- [TO BE DONE]:
Starting from the line containing "Target | man's ear", write out every remaining line exactly, the last one included.

- [RECORDS]:
* begin *

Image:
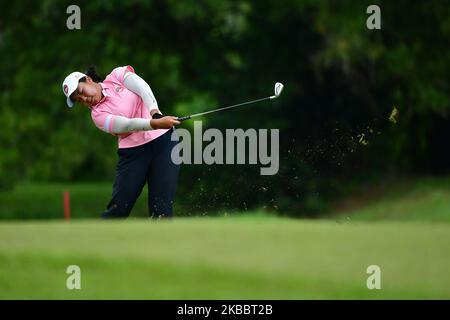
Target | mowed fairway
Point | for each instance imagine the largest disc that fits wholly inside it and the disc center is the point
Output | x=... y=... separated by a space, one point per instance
x=224 y=258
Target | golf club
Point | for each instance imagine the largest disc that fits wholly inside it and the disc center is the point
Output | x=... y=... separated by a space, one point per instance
x=278 y=88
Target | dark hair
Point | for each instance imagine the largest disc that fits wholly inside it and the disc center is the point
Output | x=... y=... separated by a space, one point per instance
x=91 y=72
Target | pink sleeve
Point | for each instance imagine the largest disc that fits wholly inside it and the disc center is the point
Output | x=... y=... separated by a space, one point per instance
x=119 y=72
x=104 y=121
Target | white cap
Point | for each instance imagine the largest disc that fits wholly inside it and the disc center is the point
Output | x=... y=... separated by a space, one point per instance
x=70 y=84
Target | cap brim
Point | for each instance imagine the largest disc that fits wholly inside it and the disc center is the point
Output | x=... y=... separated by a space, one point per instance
x=69 y=102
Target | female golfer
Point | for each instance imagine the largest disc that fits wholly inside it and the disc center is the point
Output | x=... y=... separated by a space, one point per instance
x=124 y=105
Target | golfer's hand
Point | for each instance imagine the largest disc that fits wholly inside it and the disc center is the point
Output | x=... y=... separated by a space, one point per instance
x=166 y=122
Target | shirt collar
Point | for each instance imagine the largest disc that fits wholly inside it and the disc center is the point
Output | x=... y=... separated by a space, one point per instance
x=105 y=90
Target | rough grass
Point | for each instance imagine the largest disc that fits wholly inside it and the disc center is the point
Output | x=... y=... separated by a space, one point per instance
x=224 y=258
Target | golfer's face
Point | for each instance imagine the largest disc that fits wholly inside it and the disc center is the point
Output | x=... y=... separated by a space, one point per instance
x=87 y=94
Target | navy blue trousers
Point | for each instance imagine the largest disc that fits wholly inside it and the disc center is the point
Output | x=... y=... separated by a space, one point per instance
x=150 y=164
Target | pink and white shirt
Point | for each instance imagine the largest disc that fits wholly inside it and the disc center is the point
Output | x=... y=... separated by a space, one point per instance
x=119 y=101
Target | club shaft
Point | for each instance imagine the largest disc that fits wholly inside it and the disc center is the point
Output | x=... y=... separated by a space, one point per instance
x=223 y=108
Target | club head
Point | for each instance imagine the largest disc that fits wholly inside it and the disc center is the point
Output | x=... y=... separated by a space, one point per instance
x=278 y=89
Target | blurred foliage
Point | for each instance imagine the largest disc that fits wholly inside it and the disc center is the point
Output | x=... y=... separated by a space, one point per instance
x=342 y=80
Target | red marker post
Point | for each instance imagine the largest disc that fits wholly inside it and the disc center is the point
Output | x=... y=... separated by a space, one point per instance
x=66 y=201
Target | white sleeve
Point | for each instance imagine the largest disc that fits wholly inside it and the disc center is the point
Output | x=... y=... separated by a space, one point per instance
x=138 y=85
x=122 y=124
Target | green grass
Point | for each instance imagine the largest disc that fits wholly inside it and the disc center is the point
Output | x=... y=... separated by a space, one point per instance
x=34 y=201
x=224 y=258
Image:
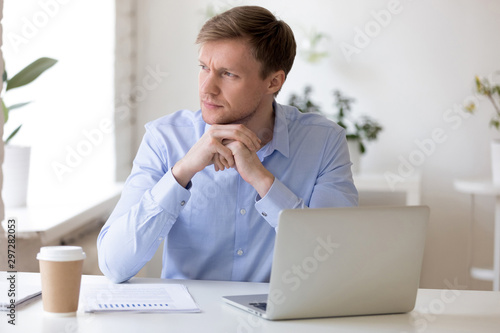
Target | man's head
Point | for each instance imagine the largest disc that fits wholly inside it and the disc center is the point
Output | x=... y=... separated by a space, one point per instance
x=271 y=40
x=245 y=55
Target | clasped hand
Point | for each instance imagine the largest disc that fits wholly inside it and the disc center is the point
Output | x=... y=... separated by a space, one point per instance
x=226 y=146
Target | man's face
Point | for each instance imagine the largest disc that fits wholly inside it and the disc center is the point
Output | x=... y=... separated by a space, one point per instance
x=230 y=87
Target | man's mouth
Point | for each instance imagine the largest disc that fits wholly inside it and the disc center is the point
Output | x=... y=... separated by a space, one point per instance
x=211 y=105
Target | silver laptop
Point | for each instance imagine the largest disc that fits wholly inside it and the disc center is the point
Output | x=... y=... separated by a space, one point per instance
x=343 y=262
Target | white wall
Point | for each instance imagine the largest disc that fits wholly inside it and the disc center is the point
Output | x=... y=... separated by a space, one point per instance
x=413 y=76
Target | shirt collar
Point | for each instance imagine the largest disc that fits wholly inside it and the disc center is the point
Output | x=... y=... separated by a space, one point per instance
x=280 y=141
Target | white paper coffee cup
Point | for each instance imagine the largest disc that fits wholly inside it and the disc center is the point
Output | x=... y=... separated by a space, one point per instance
x=61 y=273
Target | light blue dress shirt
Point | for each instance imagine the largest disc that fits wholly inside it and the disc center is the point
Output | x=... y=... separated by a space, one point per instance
x=219 y=228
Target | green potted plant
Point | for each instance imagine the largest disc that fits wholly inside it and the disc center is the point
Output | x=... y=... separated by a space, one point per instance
x=491 y=91
x=358 y=130
x=16 y=159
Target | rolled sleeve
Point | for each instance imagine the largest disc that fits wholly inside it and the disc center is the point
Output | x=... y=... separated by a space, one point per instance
x=171 y=196
x=278 y=197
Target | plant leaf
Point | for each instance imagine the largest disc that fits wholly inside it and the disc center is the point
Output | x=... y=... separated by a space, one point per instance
x=5 y=112
x=13 y=134
x=17 y=106
x=30 y=72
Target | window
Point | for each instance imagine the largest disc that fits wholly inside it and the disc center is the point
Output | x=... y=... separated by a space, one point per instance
x=69 y=123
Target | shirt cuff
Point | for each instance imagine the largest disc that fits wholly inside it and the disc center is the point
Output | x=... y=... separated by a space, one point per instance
x=278 y=197
x=171 y=196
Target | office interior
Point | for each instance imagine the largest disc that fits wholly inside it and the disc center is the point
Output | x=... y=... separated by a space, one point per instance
x=411 y=65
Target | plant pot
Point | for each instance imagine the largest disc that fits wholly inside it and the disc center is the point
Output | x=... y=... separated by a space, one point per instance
x=495 y=161
x=16 y=167
x=355 y=155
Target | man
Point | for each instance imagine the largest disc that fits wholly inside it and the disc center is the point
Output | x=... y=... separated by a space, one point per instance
x=212 y=183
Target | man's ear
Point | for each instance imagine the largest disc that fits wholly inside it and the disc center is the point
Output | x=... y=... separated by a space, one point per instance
x=276 y=81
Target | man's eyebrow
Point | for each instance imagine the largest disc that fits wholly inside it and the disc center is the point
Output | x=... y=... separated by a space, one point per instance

* end *

- [EXERCISE RESPONSE]:
Target | man's ear
Point | for each instance imagine the largest disc that fits wholly inside it and the disc center is the point
Output | x=... y=... separated by a space, one point per instance
x=276 y=81
Target | man's eyebrow
Point | for each instance imagine the largest disc that fits wholly inside it and the disc center is the point
Output | x=... y=... separated by a space, one point per instance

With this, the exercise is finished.